Фрагмент текста:
После прогулки, согревшись и подкрепившись горячим чаем, я обещала себе, что мы будем ходить туда чаще, лучше всего - каждый день. Пусть дети учатся любить и понимать природу, думала я. Это лучше, чем бесконечное сидение перед телевизором. Хорошее запоминается лучше дурного, и теперь я лишь смутно припоминаю, что Лиззи во время прогулки порой садилась на землю, отказываясь идти, а домой ее почти каждый раз приходилось нести на руках. Побледнели воспоминания о том, что, когда наступало время детской передачи и дети усаживались перед телевизором, я испытывала облегчение, в котором боялась признаться даже себе.
В то лето - лето "ужасной парочки", когда нам пришлось растить двух детей почти одного возраста - мы отдыхали в кемпинге в Саффолке. Дети были в кемпинге первый раз и наслаждались каникулами, полными приключений и интересных игр.

Что сделать:
**a.** Кратко изложите текст о прогулках с детьми в двух предложениях.
**b.** Продолжите текст о прогулках с детьми с того места, на котором он заканчивается.

Исходные данные:
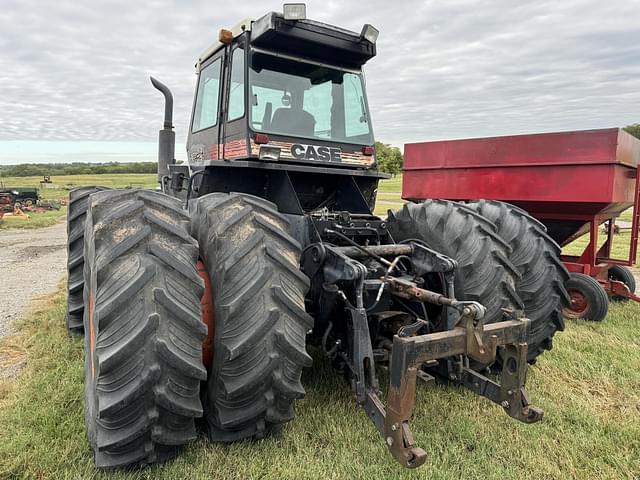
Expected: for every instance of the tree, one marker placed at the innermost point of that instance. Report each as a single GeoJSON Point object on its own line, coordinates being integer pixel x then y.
{"type": "Point", "coordinates": [633, 129]}
{"type": "Point", "coordinates": [389, 158]}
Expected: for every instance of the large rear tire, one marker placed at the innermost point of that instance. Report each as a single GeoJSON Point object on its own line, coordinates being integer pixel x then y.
{"type": "Point", "coordinates": [484, 273]}
{"type": "Point", "coordinates": [542, 274]}
{"type": "Point", "coordinates": [76, 215]}
{"type": "Point", "coordinates": [143, 342]}
{"type": "Point", "coordinates": [260, 321]}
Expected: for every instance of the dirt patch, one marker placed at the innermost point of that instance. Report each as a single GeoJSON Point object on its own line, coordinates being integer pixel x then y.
{"type": "Point", "coordinates": [33, 262]}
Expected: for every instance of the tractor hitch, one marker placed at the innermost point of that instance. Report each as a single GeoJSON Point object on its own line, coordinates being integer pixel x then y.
{"type": "Point", "coordinates": [347, 273]}
{"type": "Point", "coordinates": [471, 339]}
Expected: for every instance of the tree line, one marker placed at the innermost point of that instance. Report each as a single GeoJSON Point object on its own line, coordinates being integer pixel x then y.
{"type": "Point", "coordinates": [389, 160]}
{"type": "Point", "coordinates": [55, 169]}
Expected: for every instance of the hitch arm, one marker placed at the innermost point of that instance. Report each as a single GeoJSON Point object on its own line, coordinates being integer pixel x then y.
{"type": "Point", "coordinates": [409, 353]}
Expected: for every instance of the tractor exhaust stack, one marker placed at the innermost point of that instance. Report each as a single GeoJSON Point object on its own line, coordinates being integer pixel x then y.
{"type": "Point", "coordinates": [166, 136]}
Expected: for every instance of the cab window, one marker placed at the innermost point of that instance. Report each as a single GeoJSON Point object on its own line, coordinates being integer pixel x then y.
{"type": "Point", "coordinates": [208, 97]}
{"type": "Point", "coordinates": [236, 89]}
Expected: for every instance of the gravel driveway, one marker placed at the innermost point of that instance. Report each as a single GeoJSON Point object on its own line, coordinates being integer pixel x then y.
{"type": "Point", "coordinates": [32, 262]}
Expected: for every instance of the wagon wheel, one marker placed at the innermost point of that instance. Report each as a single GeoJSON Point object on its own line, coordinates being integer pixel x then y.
{"type": "Point", "coordinates": [622, 274]}
{"type": "Point", "coordinates": [589, 300]}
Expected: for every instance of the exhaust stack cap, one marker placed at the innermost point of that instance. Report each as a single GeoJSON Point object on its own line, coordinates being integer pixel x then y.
{"type": "Point", "coordinates": [294, 11]}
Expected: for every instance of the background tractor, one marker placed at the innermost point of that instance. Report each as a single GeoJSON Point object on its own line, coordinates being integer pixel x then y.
{"type": "Point", "coordinates": [200, 299]}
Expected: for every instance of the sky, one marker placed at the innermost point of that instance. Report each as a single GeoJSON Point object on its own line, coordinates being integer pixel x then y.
{"type": "Point", "coordinates": [74, 80]}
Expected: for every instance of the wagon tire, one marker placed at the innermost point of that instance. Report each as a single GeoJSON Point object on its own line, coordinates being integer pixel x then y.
{"type": "Point", "coordinates": [589, 301]}
{"type": "Point", "coordinates": [260, 321]}
{"type": "Point", "coordinates": [76, 215]}
{"type": "Point", "coordinates": [624, 275]}
{"type": "Point", "coordinates": [143, 341]}
{"type": "Point", "coordinates": [542, 274]}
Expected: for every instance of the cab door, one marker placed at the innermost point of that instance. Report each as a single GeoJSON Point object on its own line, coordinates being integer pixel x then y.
{"type": "Point", "coordinates": [234, 129]}
{"type": "Point", "coordinates": [203, 142]}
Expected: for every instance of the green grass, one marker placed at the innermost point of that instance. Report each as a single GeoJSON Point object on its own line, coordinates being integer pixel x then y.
{"type": "Point", "coordinates": [589, 386]}
{"type": "Point", "coordinates": [59, 190]}
{"type": "Point", "coordinates": [35, 220]}
{"type": "Point", "coordinates": [60, 186]}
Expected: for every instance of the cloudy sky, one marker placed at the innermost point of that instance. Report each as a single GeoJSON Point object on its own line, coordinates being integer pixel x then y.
{"type": "Point", "coordinates": [74, 74]}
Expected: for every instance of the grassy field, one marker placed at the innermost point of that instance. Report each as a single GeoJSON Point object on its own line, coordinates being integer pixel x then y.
{"type": "Point", "coordinates": [589, 386]}
{"type": "Point", "coordinates": [59, 189]}
{"type": "Point", "coordinates": [388, 199]}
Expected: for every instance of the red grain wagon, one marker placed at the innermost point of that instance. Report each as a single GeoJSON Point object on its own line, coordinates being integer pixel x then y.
{"type": "Point", "coordinates": [572, 182]}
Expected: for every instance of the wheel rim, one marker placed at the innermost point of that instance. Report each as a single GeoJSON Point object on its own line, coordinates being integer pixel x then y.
{"type": "Point", "coordinates": [208, 315]}
{"type": "Point", "coordinates": [579, 304]}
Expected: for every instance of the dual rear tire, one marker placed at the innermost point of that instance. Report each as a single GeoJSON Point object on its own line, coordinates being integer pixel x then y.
{"type": "Point", "coordinates": [505, 259]}
{"type": "Point", "coordinates": [144, 333]}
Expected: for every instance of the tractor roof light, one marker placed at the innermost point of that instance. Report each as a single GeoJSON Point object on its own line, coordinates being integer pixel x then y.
{"type": "Point", "coordinates": [269, 152]}
{"type": "Point", "coordinates": [369, 33]}
{"type": "Point", "coordinates": [294, 11]}
{"type": "Point", "coordinates": [225, 36]}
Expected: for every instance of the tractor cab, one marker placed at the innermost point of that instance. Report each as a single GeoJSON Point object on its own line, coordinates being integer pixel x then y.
{"type": "Point", "coordinates": [282, 98]}
{"type": "Point", "coordinates": [286, 89]}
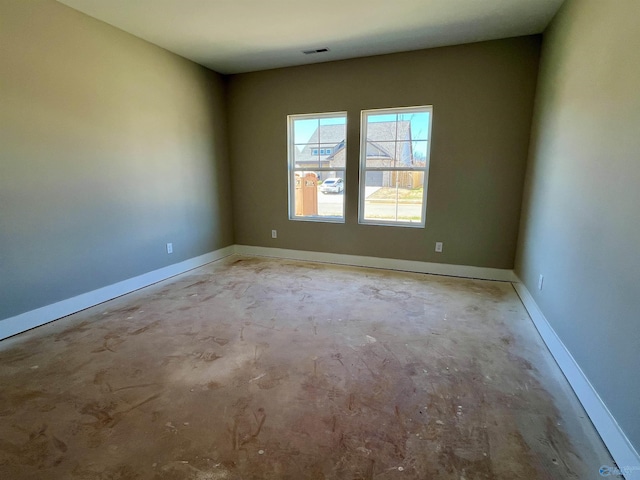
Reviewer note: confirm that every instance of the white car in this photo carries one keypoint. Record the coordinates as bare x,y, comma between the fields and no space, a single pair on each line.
332,185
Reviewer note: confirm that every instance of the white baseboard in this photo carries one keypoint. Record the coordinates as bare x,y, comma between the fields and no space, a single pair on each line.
34,318
621,449
483,273
612,435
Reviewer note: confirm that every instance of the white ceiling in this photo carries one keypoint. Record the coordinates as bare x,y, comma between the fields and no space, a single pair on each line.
233,36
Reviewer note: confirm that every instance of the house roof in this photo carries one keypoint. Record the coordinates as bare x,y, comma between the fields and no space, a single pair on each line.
381,136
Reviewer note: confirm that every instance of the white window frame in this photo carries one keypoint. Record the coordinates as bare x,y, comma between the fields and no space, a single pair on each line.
364,114
292,169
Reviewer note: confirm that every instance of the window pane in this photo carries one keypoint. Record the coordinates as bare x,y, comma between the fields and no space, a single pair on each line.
317,155
303,129
419,152
380,154
419,124
385,128
319,194
392,196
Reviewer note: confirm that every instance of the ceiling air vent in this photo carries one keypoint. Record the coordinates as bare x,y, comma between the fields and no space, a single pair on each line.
318,50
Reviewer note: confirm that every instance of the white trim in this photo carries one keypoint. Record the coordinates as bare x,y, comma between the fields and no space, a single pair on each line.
484,273
612,435
34,318
364,125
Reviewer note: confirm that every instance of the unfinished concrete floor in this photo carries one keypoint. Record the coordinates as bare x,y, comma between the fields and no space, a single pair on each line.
255,368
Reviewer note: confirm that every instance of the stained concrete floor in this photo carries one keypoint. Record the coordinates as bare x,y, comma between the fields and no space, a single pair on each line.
255,368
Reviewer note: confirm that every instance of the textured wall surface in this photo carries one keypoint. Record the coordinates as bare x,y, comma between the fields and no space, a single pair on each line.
110,147
482,96
580,219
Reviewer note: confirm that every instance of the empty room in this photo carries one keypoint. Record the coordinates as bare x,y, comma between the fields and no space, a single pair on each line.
319,240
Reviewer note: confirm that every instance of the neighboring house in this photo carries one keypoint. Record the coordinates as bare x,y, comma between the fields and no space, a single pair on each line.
388,144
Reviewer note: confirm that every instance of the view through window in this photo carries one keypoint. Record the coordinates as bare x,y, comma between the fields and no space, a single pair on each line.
317,160
394,166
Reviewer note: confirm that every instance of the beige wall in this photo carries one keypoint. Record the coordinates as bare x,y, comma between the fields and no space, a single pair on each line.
482,96
109,148
581,210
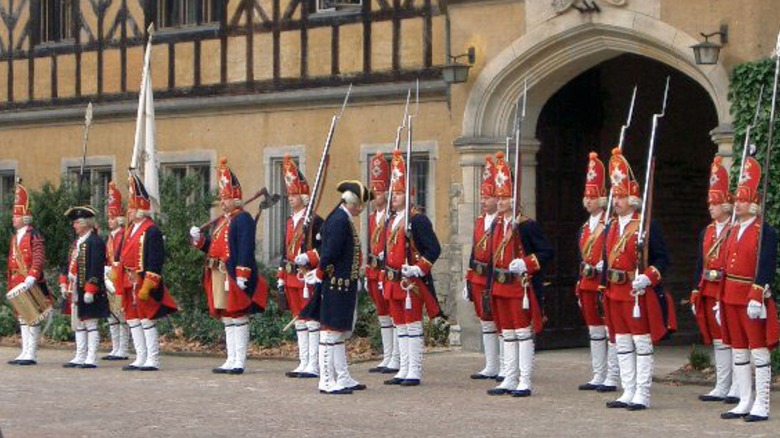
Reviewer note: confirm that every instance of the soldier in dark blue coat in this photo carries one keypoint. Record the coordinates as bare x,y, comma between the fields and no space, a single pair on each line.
334,303
81,282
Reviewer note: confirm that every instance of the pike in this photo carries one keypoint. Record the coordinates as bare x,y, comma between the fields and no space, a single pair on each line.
646,215
621,141
767,164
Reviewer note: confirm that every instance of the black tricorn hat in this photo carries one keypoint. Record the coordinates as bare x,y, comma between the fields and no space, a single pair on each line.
356,187
81,212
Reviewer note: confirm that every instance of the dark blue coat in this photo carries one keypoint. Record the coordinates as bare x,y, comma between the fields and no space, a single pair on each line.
335,299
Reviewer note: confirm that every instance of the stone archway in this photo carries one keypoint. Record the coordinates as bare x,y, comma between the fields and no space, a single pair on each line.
547,57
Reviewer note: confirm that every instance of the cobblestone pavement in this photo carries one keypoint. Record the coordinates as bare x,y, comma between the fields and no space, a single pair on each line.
185,399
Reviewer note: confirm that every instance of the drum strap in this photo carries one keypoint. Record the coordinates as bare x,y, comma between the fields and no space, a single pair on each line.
18,257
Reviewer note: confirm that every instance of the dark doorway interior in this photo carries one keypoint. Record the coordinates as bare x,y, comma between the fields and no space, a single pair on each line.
585,115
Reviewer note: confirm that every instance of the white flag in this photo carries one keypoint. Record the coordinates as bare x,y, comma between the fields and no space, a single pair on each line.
144,148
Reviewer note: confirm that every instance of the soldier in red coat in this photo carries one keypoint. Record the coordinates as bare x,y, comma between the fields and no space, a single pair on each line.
379,181
475,285
138,274
708,281
519,251
299,255
591,247
408,283
234,289
637,309
749,316
26,259
117,323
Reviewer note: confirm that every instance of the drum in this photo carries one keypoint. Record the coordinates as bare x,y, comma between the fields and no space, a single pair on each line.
31,304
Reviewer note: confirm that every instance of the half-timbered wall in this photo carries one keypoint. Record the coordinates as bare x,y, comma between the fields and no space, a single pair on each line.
257,45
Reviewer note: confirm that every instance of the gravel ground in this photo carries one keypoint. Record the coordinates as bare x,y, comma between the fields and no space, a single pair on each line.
185,399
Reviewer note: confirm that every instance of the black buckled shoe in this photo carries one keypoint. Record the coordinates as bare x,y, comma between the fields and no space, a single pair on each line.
393,381
480,376
732,415
498,391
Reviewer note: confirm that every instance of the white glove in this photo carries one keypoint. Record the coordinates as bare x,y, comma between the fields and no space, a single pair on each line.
311,278
754,309
518,266
641,283
411,271
29,281
302,259
716,309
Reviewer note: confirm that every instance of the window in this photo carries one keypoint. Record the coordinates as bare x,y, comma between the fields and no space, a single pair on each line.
173,13
279,214
56,20
199,170
337,5
97,179
7,186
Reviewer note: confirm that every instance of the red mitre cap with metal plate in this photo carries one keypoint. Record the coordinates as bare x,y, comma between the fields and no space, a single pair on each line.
503,179
229,187
595,178
398,172
138,197
488,188
21,200
114,202
621,175
747,189
379,180
293,178
719,183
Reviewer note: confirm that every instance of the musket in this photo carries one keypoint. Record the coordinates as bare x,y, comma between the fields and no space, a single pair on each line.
266,203
406,284
621,141
519,116
398,132
646,212
319,180
767,165
87,125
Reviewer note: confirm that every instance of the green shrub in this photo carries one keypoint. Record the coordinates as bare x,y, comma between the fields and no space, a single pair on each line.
699,358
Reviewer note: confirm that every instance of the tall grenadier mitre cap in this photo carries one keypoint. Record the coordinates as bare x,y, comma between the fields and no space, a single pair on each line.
595,184
114,201
747,189
488,187
503,179
621,176
229,187
379,178
21,200
719,183
294,180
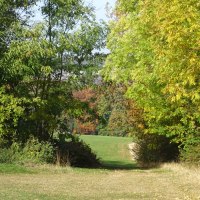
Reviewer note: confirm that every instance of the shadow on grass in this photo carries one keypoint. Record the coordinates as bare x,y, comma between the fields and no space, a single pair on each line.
117,165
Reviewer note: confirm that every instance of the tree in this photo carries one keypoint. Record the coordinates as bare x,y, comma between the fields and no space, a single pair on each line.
44,65
155,53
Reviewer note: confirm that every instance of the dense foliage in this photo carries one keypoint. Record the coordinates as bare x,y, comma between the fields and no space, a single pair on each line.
155,52
42,64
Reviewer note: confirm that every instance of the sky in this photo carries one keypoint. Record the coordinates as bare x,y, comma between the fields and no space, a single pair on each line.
100,7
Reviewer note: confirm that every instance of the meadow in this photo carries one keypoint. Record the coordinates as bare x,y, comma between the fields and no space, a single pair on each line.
119,178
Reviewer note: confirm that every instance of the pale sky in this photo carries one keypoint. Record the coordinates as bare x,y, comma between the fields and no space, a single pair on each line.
100,7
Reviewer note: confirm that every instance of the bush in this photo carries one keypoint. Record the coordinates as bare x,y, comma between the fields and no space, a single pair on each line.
154,149
70,150
33,151
190,153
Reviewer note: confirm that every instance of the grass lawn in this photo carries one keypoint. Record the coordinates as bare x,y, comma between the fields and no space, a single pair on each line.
169,182
112,151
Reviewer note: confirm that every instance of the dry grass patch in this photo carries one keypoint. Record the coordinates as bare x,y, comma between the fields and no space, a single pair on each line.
167,182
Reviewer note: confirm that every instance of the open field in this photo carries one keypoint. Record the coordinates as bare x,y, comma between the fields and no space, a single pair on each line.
170,181
113,151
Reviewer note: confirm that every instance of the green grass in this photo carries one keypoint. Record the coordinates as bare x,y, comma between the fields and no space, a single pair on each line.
14,168
48,182
112,151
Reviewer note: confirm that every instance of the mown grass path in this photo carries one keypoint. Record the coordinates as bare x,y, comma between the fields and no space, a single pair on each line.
169,182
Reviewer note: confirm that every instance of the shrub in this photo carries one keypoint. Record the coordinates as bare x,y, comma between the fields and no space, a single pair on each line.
154,149
190,153
70,150
31,152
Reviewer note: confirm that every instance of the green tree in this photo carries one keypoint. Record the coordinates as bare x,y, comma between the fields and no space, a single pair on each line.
155,52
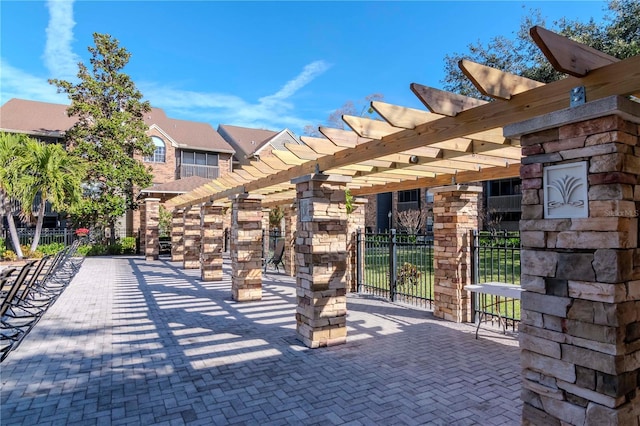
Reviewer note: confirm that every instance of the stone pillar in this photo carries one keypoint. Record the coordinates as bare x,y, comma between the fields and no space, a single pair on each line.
355,221
289,235
266,241
143,226
246,247
455,214
151,230
321,253
191,258
211,234
580,329
177,235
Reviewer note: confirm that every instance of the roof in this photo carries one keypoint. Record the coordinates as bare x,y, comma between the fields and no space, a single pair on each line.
243,139
47,119
179,186
35,118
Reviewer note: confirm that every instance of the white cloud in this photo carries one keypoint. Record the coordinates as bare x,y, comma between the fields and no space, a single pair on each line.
274,111
15,83
58,55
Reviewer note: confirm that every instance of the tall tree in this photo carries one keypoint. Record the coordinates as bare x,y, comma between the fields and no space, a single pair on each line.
9,144
110,133
619,36
46,173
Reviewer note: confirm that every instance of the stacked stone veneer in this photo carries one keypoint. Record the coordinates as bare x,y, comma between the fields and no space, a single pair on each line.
355,222
455,215
211,233
321,240
177,235
290,223
246,248
192,237
151,229
580,330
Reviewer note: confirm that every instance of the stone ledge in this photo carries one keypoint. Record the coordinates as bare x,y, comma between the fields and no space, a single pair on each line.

Готовые решения:
**a.** После прогулки рассказчица пообещала себе гулять с детьми чаще, считая, что это лучше бесконечного сидения перед телевизором, хотя смутно помнит, что Лиззи отказывалась идти, и что сама она тайно испытывала облегчение, когда дети садились смотреть передачу. В то лето, когда им пришлось растить двух детей почти одного возраста, семья отдыхала в кемпинге в Саффолке, и дети, впервые оказавшиеся в кемпинге, наслаждались каникулами, полными приключений и игр.

**b.**
Несмотря на трудности этого года, у меня сохранилось о нем немало хороших воспоминаний. Вот мы в Корнуэлле, у бабушки, празднуем четвертый день рождения Лиззи: дети сидят у костра, Лиззи протягивает Нику пирожное, и глаза малышей сияют любовью друг к другу. Вот праздник в нашем саду по случаю дня рождения Ника - все расселись на траве вокруг расстеленной скатерти, на которой высится гора бутербродов и пирожных. Смех, визг, шутки, веселые состязания… А вот Лиззи и Ник, взявшись за руки, идут по дорожке. На загорелых до черноты лицах - счастливые улыбки, и солнце играет на их одинаковых белокурых головенках.
Глава 5. Ожидание
Из кемпинга мы вернулись загоревшими и посвежевшими, а впереди нас ждала поездка в Сассекс, в тот же христианский лагерь, где мы отдыхали в прошлом году. Там мы познакомились с семьей, в которой был ребенок с синдромом Дауна - ровесник Лиззи. У нас с ними было очень много общего, и это общение стало для нас главным событием лета.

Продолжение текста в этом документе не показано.